* [Written request]: Please rewrite the lines below as a Markdown table with two columns, "No." for the row number and "Line" for the line itself, skipping any blank lines. Leave the pictures out of the answer.

* [Dataset extract]:
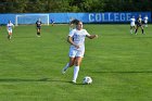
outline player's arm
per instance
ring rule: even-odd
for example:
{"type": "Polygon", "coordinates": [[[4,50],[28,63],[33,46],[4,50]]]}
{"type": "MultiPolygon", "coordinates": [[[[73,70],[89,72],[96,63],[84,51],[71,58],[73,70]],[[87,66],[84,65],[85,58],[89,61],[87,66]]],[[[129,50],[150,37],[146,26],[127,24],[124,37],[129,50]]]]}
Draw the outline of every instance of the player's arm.
{"type": "Polygon", "coordinates": [[[86,37],[88,37],[89,39],[93,39],[93,38],[98,38],[98,35],[86,35],[86,37]]]}
{"type": "Polygon", "coordinates": [[[79,48],[79,46],[77,46],[76,43],[74,43],[73,38],[71,36],[67,37],[67,42],[75,46],[77,49],[79,48]]]}

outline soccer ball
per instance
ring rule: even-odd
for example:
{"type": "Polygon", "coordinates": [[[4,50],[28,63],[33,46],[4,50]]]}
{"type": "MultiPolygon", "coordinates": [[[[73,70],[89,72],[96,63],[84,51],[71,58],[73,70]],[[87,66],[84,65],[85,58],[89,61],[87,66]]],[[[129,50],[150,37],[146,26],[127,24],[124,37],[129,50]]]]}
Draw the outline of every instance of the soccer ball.
{"type": "Polygon", "coordinates": [[[91,77],[89,77],[89,76],[84,77],[84,79],[83,79],[83,84],[84,85],[89,85],[91,83],[92,83],[92,78],[91,77]]]}

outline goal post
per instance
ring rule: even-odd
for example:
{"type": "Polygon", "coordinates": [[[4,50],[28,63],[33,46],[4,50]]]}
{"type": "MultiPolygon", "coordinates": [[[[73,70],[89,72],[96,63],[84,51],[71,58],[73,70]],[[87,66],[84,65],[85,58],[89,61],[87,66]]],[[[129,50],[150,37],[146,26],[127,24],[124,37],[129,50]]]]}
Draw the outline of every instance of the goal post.
{"type": "Polygon", "coordinates": [[[15,26],[36,24],[39,18],[42,24],[49,25],[49,14],[20,14],[15,16],[15,26]]]}

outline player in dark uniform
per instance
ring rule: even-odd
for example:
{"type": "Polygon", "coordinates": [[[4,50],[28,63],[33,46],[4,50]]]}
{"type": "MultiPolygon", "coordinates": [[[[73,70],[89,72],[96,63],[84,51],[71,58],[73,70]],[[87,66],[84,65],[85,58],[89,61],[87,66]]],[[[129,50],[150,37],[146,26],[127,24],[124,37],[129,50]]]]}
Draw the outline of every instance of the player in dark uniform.
{"type": "Polygon", "coordinates": [[[36,22],[37,27],[37,36],[40,37],[40,30],[41,30],[41,21],[40,18],[36,22]]]}
{"type": "Polygon", "coordinates": [[[137,30],[139,27],[141,28],[142,34],[144,34],[141,15],[139,15],[139,17],[137,18],[136,24],[137,24],[137,27],[136,27],[135,34],[137,35],[137,30]]]}

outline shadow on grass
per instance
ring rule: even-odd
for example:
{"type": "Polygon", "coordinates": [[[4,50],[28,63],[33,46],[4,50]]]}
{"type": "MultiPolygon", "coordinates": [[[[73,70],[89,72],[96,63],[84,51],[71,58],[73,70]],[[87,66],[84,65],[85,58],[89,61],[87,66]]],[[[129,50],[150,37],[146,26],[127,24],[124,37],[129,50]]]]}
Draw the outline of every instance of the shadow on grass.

* [Answer to the exercise]:
| No. | Line |
|---|---|
| 1 | outline player's arm |
| 2 | per instance |
| 3 | ring rule: even-odd |
| 4 | for example: |
| 5 | {"type": "Polygon", "coordinates": [[[4,50],[28,63],[33,46],[4,50]]]} |
| 6 | {"type": "MultiPolygon", "coordinates": [[[[73,70],[89,72],[96,63],[84,51],[71,58],[73,70]],[[87,66],[84,65],[85,58],[89,61],[87,66]]],[[[129,50],[150,37],[146,26],[127,24],[124,37],[129,50]]]]} |
| 7 | Draw the outline of every instance of the player's arm. |
| 8 | {"type": "Polygon", "coordinates": [[[86,37],[88,37],[89,39],[93,39],[93,38],[98,38],[98,35],[86,35],[86,37]]]} |
| 9 | {"type": "Polygon", "coordinates": [[[79,48],[79,46],[77,46],[76,43],[74,43],[73,38],[71,36],[67,37],[67,42],[75,46],[77,49],[79,48]]]} |
| 10 | outline soccer ball |
| 11 | per instance |
| 12 | ring rule: even-odd |
| 13 | for example: |
| 14 | {"type": "Polygon", "coordinates": [[[4,50],[28,63],[33,46],[4,50]]]} |
| 15 | {"type": "MultiPolygon", "coordinates": [[[[73,70],[89,72],[96,63],[84,51],[71,58],[73,70]],[[87,66],[84,65],[85,58],[89,61],[87,66]]],[[[129,50],[150,37],[146,26],[127,24],[124,37],[129,50]]]]} |
| 16 | Draw the outline of every instance of the soccer ball. |
| 17 | {"type": "Polygon", "coordinates": [[[91,77],[89,77],[89,76],[84,77],[84,79],[83,79],[83,84],[84,85],[89,85],[91,83],[92,83],[92,78],[91,77]]]} |
| 18 | outline goal post |
| 19 | per instance |
| 20 | ring rule: even-odd |
| 21 | for example: |
| 22 | {"type": "Polygon", "coordinates": [[[4,50],[28,63],[33,46],[4,50]]]} |
| 23 | {"type": "MultiPolygon", "coordinates": [[[[73,70],[89,72],[96,63],[84,51],[71,58],[73,70]],[[87,66],[84,65],[85,58],[89,61],[87,66]]],[[[129,50],[150,37],[146,26],[127,24],[124,37],[129,50]]]]} |
| 24 | Draw the outline of every instance of the goal post. |
| 25 | {"type": "Polygon", "coordinates": [[[15,26],[36,24],[39,18],[42,24],[49,25],[49,14],[20,14],[15,16],[15,26]]]} |
| 26 | outline player in dark uniform |
| 27 | per instance |
| 28 | ring rule: even-odd |
| 29 | for example: |
| 30 | {"type": "Polygon", "coordinates": [[[4,50],[28,63],[33,46],[4,50]]]} |
| 31 | {"type": "MultiPolygon", "coordinates": [[[[73,70],[89,72],[96,63],[84,51],[71,58],[73,70]],[[87,66],[84,65],[85,58],[89,61],[87,66]]],[[[129,50],[150,37],[146,26],[127,24],[124,37],[129,50]]]]} |
| 32 | Draw the outline of every instance of the player in dark uniform. |
| 33 | {"type": "Polygon", "coordinates": [[[36,22],[37,27],[37,36],[40,37],[40,30],[41,30],[41,21],[40,18],[36,22]]]} |
| 34 | {"type": "Polygon", "coordinates": [[[137,30],[139,27],[141,28],[142,34],[144,34],[141,15],[139,15],[139,17],[137,18],[136,24],[137,24],[137,27],[136,27],[135,34],[137,35],[137,30]]]} |
| 35 | outline shadow on grass |
| 36 | per instance |
| 37 | ring rule: even-odd |
| 38 | for example: |
| 39 | {"type": "Polygon", "coordinates": [[[4,50],[28,63],[33,46],[4,50]]]} |
| 40 | {"type": "MultiPolygon", "coordinates": [[[[73,70],[89,72],[96,63],[84,51],[71,58],[73,70]],[[87,66],[84,65],[85,58],[89,61],[87,66]]],[[[129,50],[150,37],[146,26],[127,24],[124,37],[129,50]]]]} |
| 41 | Draw the outline of every instance of the shadow on grass. |